## Start Data

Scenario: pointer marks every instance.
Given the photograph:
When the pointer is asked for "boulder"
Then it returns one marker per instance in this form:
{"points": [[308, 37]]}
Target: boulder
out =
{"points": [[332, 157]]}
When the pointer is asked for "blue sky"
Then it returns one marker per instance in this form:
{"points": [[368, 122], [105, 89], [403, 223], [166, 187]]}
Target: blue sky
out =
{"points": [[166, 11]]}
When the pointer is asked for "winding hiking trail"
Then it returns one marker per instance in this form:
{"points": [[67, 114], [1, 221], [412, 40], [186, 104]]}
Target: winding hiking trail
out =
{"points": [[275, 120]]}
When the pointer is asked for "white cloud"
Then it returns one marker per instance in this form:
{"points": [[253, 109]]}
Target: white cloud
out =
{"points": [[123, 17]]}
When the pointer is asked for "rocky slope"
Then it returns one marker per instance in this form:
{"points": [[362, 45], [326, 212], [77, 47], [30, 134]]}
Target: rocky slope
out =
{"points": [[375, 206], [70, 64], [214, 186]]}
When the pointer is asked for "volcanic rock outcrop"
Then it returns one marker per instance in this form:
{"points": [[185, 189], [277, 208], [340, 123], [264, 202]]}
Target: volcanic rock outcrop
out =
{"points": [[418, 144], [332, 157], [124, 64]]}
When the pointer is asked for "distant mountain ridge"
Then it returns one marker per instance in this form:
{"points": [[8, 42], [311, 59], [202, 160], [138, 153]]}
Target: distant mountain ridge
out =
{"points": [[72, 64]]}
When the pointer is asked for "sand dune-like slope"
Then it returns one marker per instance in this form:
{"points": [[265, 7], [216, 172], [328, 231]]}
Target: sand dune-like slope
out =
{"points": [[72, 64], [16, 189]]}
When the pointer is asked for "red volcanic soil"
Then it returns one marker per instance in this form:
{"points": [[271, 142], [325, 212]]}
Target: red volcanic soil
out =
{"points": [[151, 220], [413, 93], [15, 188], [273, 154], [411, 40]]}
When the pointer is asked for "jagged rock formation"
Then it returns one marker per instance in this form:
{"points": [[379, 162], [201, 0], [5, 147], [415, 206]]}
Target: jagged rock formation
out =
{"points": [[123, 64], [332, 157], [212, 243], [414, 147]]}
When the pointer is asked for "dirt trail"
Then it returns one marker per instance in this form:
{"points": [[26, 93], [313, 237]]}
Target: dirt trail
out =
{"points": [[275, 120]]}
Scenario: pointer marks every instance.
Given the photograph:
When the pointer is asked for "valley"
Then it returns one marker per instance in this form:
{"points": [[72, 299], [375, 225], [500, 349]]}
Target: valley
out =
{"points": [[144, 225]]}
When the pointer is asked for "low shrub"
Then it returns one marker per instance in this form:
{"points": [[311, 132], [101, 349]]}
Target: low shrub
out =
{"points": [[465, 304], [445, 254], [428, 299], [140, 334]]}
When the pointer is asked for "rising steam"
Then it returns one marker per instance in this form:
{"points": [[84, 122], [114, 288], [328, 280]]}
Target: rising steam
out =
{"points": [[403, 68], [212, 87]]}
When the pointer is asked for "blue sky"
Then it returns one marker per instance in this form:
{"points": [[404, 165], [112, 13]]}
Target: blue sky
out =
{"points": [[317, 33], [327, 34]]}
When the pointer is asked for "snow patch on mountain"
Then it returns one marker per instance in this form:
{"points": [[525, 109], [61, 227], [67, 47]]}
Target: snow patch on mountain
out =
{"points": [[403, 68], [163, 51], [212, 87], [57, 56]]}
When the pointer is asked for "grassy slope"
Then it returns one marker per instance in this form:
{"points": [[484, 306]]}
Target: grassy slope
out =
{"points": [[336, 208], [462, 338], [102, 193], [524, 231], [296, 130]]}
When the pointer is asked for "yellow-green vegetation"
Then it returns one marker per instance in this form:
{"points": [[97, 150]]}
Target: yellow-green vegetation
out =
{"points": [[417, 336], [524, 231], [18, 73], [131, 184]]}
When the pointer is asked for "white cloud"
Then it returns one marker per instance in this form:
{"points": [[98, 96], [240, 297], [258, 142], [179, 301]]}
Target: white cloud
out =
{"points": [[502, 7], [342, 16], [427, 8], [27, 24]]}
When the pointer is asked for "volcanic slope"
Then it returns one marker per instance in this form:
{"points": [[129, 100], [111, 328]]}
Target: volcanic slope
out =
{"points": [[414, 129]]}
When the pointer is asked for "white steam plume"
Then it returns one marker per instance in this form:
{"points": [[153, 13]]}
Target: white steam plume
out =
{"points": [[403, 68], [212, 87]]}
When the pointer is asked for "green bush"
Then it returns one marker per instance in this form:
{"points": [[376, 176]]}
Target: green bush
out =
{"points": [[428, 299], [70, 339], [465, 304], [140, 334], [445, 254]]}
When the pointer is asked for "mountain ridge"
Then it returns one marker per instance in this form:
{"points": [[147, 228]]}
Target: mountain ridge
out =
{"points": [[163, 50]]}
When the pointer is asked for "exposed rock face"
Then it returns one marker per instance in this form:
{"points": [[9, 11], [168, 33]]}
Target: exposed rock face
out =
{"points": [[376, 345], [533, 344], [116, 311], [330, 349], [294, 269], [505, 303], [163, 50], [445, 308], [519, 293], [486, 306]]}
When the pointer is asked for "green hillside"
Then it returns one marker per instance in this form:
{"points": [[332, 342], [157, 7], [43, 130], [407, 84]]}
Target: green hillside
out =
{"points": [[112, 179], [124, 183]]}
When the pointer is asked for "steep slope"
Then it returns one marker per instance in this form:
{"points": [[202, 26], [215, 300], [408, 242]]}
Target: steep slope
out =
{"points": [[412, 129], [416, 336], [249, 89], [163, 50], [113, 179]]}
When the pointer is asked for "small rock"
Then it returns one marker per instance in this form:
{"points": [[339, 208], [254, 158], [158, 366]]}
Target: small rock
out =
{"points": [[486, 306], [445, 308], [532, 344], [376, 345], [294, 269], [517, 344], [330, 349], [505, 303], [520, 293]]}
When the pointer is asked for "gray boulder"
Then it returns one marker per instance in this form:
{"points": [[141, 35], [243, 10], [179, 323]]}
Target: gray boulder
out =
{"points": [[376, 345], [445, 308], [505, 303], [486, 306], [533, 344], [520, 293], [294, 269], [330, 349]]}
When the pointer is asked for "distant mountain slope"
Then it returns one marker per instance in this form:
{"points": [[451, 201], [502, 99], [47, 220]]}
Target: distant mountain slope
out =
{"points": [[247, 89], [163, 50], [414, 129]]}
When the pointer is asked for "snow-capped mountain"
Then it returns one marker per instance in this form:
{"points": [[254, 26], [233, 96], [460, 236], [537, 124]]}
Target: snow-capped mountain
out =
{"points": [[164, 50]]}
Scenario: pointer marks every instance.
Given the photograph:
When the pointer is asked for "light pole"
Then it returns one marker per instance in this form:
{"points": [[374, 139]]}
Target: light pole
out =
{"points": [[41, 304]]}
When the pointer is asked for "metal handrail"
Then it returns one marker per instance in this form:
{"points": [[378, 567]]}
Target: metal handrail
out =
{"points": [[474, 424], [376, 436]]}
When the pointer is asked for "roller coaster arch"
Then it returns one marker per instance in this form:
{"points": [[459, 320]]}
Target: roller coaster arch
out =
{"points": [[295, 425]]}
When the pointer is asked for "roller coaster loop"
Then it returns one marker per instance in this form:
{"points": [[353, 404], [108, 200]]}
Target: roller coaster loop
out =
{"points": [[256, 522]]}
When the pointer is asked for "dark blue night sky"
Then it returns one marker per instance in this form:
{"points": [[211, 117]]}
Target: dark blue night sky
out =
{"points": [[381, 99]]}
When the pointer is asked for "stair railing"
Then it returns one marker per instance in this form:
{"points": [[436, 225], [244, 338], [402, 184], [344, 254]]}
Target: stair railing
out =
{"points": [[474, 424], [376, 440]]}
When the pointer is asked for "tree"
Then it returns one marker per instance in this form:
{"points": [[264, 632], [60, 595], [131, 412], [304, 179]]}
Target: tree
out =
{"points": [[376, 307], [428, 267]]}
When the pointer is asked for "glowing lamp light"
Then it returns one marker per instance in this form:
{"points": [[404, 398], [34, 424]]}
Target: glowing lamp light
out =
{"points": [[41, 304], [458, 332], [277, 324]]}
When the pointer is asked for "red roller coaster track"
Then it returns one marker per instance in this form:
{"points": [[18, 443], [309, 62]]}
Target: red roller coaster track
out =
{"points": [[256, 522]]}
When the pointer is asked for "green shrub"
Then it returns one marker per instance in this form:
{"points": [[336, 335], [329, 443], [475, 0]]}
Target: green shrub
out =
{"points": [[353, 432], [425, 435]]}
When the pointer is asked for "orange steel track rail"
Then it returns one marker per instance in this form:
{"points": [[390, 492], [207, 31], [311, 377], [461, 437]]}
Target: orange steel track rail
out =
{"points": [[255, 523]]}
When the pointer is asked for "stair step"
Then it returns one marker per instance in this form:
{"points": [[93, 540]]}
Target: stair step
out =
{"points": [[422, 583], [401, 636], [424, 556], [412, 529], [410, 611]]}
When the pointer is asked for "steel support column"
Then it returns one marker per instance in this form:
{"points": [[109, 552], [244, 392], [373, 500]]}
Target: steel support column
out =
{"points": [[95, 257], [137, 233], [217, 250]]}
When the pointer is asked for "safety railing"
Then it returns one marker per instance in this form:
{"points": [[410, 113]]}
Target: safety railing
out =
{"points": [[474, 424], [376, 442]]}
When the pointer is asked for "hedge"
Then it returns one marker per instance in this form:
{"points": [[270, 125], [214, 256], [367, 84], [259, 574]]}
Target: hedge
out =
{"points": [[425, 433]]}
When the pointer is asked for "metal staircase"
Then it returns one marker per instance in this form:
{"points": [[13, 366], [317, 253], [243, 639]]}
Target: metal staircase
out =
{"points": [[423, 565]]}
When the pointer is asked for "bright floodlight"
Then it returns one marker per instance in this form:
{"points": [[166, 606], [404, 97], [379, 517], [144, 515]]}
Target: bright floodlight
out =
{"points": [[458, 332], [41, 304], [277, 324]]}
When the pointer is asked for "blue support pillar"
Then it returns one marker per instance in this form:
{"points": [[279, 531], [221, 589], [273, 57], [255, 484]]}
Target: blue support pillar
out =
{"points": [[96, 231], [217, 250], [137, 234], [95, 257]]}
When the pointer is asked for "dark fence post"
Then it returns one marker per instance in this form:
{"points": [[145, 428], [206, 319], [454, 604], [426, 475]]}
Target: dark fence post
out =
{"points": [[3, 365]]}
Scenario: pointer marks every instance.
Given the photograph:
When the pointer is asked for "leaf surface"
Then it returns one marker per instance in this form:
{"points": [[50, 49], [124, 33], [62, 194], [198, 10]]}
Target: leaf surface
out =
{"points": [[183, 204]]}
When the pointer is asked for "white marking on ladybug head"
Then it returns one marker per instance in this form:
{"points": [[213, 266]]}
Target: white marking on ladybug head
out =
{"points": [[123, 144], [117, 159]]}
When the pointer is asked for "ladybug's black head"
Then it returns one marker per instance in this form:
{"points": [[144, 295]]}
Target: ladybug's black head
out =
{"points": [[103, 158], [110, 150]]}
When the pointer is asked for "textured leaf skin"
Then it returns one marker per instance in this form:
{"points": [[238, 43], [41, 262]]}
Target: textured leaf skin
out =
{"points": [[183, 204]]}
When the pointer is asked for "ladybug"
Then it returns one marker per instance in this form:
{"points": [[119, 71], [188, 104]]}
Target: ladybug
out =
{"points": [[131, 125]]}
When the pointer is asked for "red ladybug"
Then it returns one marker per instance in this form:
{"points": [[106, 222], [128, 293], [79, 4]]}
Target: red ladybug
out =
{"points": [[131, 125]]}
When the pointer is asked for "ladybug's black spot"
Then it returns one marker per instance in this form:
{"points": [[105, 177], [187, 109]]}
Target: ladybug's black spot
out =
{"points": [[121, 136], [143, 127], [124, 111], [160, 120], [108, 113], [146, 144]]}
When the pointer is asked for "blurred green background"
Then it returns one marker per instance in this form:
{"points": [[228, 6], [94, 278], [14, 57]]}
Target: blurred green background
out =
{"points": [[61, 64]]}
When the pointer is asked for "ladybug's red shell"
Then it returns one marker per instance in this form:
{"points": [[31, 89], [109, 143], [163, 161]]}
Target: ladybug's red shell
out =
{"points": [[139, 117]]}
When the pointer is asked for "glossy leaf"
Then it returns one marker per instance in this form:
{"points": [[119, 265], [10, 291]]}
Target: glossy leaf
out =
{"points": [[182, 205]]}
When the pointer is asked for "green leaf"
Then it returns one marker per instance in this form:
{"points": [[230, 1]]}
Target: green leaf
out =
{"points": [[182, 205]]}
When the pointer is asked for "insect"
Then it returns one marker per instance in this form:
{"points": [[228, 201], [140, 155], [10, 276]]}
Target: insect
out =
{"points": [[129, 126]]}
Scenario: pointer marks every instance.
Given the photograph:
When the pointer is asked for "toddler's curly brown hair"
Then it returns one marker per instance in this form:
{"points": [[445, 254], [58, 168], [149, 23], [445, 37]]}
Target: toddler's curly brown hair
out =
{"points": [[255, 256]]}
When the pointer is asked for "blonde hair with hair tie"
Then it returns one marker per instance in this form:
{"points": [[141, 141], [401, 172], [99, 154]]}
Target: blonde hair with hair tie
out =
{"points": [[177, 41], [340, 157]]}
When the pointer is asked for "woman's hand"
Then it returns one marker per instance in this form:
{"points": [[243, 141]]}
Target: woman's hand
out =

## End Data

### Exercise details
Pull out every line in the records above that contains the word "sand", matching case exactly.

### Answer to this problem
When the pointer is asked for "sand dune-like slope"
Target: sand dune-like slope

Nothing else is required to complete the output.